_SOURCE PASSAGE_.
--- begin ---

I find my self trying to analyse a data set and find how some variables correlate.
I need to add a loop that adds a logical test to the if statement:
Edited: Example: Take this data frame as example
In [11]: df
Out[11]:
INPUT1 INPUT2 INPUT3 ... OUTPUT
0 8 5 6 ... 1
1 3 2 5 ... 0
2 3 1 5 ... 1
3 1 2 5 ... 0
4 4 3 5 ... 0
I'm testing the combinations of inputs to check how they match the output
def greater_than(a,b):
return a > b
def greater_equal_than(a,b):
return a >= b
def lower_equal_than(a,b):
return a <= b
def lower_than(a,b):
return a < b
def equal(a,b):
return a == b
operation = { '>': greater_than, '>=': greater_equal_than, '<=': lower_equal_than, '<': lower_than }
escenario = pd.DataFrame(columns=['esc','pf'])
for i in range(len(names)):
for j in names[i+1:]:
for op in operation:
escenario['esc'] = df.apply(lambda x : 1 if operation[op]( names[i], j ) else 0, axis=1)

--- end ---

_WHAT YOU SHOULD DO_. List the names of all functions defined with "def" in the forum post.

Named object pointing entries:
--- begin ---

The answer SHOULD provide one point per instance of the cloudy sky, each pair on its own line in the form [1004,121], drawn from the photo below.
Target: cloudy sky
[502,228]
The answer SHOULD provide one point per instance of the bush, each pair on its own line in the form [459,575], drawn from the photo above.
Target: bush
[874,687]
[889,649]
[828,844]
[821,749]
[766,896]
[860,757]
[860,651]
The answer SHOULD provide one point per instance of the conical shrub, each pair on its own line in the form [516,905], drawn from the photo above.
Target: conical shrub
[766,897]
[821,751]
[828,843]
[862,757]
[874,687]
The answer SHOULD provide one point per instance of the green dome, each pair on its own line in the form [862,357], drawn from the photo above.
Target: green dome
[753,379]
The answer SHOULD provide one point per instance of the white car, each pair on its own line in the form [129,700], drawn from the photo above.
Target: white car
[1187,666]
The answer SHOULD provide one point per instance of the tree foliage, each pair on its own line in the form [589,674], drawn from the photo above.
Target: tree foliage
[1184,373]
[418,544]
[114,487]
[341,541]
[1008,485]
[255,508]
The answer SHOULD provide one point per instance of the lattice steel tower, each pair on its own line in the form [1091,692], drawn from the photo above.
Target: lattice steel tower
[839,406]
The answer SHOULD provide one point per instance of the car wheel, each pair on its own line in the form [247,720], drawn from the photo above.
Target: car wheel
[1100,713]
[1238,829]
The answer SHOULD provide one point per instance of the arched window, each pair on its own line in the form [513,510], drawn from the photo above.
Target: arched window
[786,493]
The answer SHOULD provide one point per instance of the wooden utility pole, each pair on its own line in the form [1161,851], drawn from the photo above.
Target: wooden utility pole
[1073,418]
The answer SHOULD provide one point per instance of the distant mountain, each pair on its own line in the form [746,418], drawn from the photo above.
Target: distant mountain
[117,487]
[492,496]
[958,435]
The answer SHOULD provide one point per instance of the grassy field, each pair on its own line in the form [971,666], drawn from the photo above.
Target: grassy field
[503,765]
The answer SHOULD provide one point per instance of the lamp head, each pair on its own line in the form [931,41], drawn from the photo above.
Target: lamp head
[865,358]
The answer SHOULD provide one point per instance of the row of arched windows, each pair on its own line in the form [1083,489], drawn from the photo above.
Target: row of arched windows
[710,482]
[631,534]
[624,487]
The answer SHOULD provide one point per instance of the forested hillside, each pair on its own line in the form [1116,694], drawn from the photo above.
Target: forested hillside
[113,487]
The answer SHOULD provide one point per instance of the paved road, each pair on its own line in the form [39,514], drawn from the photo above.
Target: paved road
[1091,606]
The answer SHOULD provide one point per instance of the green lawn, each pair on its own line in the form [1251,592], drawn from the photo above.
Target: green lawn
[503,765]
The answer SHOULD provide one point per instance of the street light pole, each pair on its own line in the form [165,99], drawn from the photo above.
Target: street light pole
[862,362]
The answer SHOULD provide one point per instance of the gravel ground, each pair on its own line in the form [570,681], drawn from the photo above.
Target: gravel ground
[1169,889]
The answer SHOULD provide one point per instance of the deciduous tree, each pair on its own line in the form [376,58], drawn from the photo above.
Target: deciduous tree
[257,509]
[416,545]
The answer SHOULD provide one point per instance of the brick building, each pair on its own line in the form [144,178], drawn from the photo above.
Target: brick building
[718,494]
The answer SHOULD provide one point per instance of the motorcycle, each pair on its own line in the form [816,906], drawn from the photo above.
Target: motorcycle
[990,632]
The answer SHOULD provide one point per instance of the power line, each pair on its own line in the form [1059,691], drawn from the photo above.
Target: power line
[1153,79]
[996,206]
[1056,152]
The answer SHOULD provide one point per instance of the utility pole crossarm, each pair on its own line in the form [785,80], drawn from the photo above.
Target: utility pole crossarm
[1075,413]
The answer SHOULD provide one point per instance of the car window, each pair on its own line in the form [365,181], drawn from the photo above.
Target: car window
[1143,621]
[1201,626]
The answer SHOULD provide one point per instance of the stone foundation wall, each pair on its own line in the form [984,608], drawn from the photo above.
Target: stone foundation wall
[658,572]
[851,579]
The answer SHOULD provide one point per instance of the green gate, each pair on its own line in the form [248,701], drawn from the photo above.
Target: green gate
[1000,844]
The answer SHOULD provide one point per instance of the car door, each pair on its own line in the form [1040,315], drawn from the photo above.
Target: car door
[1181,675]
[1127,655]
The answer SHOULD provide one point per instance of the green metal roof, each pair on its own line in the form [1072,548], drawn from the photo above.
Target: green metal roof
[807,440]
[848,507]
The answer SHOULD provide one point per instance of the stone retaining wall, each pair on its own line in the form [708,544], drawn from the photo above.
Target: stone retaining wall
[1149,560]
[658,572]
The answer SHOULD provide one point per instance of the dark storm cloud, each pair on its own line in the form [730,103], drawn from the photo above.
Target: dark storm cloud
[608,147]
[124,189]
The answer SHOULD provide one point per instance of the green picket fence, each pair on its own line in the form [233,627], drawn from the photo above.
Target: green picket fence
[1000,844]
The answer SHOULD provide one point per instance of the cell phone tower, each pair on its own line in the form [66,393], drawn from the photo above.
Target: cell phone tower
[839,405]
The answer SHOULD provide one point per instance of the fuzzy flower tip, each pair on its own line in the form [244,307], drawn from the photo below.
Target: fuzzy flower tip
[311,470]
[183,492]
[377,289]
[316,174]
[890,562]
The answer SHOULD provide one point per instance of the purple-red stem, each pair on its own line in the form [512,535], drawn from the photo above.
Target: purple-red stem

--- end ---

_EXERCISE RESULT_. greater_than, greater_equal_than, lower_equal_than, lower_than, equal